GIVEN PROBLEM —
Output all lines exactly.

DATA RECORDS —

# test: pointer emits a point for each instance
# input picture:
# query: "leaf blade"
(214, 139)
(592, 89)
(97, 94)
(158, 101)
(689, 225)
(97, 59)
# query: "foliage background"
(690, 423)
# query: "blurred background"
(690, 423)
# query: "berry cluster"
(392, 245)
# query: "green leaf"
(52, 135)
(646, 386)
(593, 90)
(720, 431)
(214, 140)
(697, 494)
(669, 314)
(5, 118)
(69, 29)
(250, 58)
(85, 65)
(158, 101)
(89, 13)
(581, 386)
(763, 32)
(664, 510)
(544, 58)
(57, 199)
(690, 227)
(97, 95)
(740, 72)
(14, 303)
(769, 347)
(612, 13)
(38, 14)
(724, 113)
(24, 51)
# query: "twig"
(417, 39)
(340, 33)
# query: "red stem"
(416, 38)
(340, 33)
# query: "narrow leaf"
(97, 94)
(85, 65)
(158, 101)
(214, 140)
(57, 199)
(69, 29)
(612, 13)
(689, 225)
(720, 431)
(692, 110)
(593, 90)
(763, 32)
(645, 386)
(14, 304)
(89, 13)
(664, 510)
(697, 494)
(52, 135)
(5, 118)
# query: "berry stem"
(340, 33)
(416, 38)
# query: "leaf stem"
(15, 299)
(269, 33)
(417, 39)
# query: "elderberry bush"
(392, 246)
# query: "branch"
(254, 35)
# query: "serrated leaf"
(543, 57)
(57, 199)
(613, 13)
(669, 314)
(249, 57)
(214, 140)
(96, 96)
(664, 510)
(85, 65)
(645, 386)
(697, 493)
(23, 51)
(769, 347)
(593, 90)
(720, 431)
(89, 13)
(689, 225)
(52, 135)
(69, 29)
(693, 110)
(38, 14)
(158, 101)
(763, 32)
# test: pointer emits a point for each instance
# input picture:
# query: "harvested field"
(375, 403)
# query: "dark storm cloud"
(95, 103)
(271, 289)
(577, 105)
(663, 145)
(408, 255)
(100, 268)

ANSWER —
# test: pointer emits a point for each instance
# input picture:
# query: "leaf blade"
(214, 139)
(592, 89)
(97, 94)
(158, 101)
(689, 225)
(97, 59)
# query: "foliage background"
(690, 423)
# query: "blurred background"
(690, 423)
# query: "berry cluster"
(392, 245)
# query: "green leaf"
(52, 135)
(646, 386)
(593, 90)
(720, 431)
(214, 140)
(697, 494)
(669, 314)
(5, 118)
(69, 29)
(250, 58)
(85, 65)
(158, 101)
(89, 13)
(581, 386)
(763, 32)
(664, 510)
(544, 58)
(57, 199)
(690, 227)
(97, 95)
(740, 72)
(14, 303)
(769, 347)
(612, 13)
(38, 14)
(724, 113)
(24, 51)
# query: "twig"
(417, 39)
(340, 33)
# query: "red stem"
(416, 38)
(340, 33)
# query: "narrow leaf"
(97, 94)
(85, 65)
(158, 101)
(214, 140)
(57, 199)
(69, 29)
(612, 13)
(689, 225)
(720, 431)
(692, 110)
(593, 90)
(763, 32)
(645, 386)
(14, 304)
(89, 13)
(664, 510)
(697, 494)
(52, 135)
(5, 118)
# query: "berry stem"
(340, 33)
(416, 38)
# query: "leaf stem"
(15, 299)
(269, 33)
(417, 39)
# query: "elderberry bush"
(392, 246)
# query: "branch"
(254, 35)
# query: "serrated leaf"
(543, 57)
(57, 199)
(613, 13)
(669, 314)
(249, 57)
(214, 140)
(96, 96)
(664, 510)
(85, 65)
(645, 386)
(697, 493)
(23, 51)
(769, 347)
(593, 90)
(720, 431)
(89, 13)
(689, 225)
(52, 135)
(69, 29)
(693, 110)
(38, 14)
(158, 101)
(763, 32)
# test: pointer emits a point for each instance
# input picture:
# query: "harvested field"
(375, 403)
# query: "dark storm cloud"
(95, 103)
(271, 289)
(577, 105)
(663, 145)
(408, 255)
(100, 268)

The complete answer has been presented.